═══ Records shown

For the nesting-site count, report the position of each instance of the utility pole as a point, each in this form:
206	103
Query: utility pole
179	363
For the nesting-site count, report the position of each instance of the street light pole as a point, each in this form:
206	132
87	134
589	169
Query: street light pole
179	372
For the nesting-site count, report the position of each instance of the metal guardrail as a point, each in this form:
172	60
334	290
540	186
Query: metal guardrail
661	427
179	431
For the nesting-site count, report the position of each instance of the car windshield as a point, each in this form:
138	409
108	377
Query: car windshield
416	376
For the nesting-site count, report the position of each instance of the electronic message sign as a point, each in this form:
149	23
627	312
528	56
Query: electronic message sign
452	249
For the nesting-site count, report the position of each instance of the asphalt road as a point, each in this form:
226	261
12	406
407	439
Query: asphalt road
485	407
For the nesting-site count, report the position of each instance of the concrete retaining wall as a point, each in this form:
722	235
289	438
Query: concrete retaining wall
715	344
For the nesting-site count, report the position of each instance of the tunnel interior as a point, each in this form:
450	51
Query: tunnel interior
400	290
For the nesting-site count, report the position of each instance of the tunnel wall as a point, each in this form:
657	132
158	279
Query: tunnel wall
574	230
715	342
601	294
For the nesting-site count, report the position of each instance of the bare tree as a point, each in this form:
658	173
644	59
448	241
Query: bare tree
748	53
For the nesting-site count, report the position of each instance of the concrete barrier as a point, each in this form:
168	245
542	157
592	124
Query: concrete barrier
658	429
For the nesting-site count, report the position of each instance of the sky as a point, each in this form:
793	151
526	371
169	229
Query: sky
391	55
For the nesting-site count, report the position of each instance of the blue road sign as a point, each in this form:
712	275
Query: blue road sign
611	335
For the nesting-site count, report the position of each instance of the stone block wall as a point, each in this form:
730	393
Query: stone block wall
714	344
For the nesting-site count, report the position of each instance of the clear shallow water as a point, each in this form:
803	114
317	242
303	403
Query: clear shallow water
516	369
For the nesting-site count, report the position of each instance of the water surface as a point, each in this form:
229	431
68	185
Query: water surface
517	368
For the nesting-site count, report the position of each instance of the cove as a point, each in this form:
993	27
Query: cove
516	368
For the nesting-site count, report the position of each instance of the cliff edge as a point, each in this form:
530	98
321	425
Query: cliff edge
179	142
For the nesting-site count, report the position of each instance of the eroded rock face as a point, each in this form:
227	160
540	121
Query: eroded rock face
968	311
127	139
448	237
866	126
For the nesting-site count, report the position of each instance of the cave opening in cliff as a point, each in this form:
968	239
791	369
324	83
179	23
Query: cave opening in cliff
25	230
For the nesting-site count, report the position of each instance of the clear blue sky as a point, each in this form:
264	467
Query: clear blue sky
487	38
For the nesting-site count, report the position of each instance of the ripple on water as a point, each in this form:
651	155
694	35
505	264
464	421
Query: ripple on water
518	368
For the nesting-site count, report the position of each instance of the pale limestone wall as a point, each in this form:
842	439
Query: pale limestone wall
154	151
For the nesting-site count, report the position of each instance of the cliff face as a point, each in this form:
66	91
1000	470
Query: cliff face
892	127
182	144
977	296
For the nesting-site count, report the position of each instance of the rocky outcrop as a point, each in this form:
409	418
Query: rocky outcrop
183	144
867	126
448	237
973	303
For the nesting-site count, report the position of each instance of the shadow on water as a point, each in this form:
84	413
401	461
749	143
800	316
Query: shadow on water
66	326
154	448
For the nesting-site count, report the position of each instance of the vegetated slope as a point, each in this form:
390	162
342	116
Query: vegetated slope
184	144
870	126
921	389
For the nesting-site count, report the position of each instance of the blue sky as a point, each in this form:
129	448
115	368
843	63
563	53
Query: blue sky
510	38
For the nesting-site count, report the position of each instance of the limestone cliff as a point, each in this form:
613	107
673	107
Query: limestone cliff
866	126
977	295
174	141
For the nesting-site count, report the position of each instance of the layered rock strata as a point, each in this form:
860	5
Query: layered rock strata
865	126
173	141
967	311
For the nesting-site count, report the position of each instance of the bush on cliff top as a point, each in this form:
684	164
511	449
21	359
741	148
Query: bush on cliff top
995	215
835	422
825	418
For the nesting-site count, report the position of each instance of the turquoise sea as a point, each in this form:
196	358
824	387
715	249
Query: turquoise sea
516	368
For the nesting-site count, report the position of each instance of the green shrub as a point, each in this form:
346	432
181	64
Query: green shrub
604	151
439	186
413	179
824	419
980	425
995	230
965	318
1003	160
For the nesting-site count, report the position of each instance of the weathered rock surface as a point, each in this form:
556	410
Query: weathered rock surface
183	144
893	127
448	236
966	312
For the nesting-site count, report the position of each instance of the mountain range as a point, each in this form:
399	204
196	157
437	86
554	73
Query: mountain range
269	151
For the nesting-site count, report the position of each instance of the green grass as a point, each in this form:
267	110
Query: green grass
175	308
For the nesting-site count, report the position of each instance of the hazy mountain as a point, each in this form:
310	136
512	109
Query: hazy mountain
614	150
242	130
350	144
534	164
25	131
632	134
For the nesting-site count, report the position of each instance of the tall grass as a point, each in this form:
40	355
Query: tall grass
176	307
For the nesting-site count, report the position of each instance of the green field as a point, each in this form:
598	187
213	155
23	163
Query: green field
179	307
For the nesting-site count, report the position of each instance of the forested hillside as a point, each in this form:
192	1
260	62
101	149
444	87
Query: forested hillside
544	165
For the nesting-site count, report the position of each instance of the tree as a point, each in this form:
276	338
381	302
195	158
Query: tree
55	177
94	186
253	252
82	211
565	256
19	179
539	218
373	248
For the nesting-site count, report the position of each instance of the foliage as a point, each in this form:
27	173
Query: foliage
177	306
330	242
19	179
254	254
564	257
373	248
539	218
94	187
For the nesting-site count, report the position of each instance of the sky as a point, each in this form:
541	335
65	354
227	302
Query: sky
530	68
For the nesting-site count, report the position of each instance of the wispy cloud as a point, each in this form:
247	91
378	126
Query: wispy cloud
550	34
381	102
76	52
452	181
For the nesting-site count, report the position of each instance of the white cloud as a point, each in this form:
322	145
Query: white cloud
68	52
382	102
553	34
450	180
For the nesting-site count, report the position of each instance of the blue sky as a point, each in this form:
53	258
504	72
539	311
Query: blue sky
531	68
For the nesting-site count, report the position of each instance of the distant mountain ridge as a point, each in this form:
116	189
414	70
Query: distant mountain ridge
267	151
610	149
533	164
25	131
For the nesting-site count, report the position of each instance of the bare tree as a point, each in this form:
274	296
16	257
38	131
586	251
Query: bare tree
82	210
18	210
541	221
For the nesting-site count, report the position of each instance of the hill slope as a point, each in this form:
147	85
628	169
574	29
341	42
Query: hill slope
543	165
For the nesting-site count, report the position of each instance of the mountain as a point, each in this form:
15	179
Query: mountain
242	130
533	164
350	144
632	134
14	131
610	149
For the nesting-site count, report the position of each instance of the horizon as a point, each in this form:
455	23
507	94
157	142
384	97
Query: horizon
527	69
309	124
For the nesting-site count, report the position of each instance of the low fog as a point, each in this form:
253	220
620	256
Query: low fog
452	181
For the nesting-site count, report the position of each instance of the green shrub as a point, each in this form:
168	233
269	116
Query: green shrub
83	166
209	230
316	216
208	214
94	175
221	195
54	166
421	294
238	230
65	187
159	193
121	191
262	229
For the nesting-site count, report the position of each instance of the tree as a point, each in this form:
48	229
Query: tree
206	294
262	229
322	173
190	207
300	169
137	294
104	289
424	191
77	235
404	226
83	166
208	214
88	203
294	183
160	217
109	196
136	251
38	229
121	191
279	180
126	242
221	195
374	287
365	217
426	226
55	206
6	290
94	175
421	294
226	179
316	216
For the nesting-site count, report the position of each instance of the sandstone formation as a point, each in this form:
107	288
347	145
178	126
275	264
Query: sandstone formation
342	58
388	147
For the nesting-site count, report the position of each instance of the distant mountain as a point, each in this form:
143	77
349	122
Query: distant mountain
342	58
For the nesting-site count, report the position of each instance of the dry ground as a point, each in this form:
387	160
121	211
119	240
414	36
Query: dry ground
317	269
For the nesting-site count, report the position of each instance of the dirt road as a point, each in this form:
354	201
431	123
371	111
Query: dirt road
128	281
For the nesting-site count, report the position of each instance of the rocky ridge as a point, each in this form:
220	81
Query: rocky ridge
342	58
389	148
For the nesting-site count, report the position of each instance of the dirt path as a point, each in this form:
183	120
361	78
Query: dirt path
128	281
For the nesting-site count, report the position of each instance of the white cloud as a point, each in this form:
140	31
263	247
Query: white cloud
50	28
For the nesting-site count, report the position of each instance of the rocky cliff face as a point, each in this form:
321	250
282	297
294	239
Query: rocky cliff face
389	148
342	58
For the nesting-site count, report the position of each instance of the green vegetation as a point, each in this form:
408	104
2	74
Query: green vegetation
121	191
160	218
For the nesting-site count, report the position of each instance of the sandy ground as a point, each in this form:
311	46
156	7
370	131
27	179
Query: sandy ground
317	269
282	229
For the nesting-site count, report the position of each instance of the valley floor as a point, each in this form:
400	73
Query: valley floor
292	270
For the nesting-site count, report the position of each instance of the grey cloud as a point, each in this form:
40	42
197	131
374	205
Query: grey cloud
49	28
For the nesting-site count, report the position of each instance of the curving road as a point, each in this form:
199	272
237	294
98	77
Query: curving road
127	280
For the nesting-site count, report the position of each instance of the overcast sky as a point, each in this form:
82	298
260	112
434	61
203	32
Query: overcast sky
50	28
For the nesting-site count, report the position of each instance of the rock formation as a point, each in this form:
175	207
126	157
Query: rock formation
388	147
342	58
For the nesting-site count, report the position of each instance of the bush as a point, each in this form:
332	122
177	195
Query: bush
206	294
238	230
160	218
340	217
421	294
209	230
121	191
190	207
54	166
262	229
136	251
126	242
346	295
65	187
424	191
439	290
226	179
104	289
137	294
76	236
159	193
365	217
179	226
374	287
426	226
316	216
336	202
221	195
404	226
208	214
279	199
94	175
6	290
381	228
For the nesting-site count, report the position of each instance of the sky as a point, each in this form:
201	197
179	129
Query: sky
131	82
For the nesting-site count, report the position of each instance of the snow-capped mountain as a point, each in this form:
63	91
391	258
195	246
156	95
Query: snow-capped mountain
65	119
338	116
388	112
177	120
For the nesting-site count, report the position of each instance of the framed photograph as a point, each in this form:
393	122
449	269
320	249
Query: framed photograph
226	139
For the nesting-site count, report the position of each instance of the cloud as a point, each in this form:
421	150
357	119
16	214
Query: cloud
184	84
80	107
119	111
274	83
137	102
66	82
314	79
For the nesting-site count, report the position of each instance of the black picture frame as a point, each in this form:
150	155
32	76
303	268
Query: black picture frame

══════

Return exactly the lines from the line bearing "of the snow-capped" to the end of the records, inclusive of both; include no other lines.

For the nesting-site count, report the position of each instance of the snow-capped mountain as a point, each in this form:
63	91
391	258
195	246
156	95
Query: snow-capped mountain
65	119
338	116
388	112
177	120
For the nesting-site count, report the position of each instance of the framed photograph as a point, each in this form:
393	122
449	269
320	249
Query: framed photograph
226	139
For the nesting-site count, report the position of each instance of the cloud as a point, each in this form:
421	150
357	119
16	214
Query: cloud
184	84
80	107
119	111
274	83
137	102
66	82
314	79
For the nesting-site count, report the position of each instance of the black picture frame as a point, each in this form:
150	155
32	76
303	268
Query: black picture frame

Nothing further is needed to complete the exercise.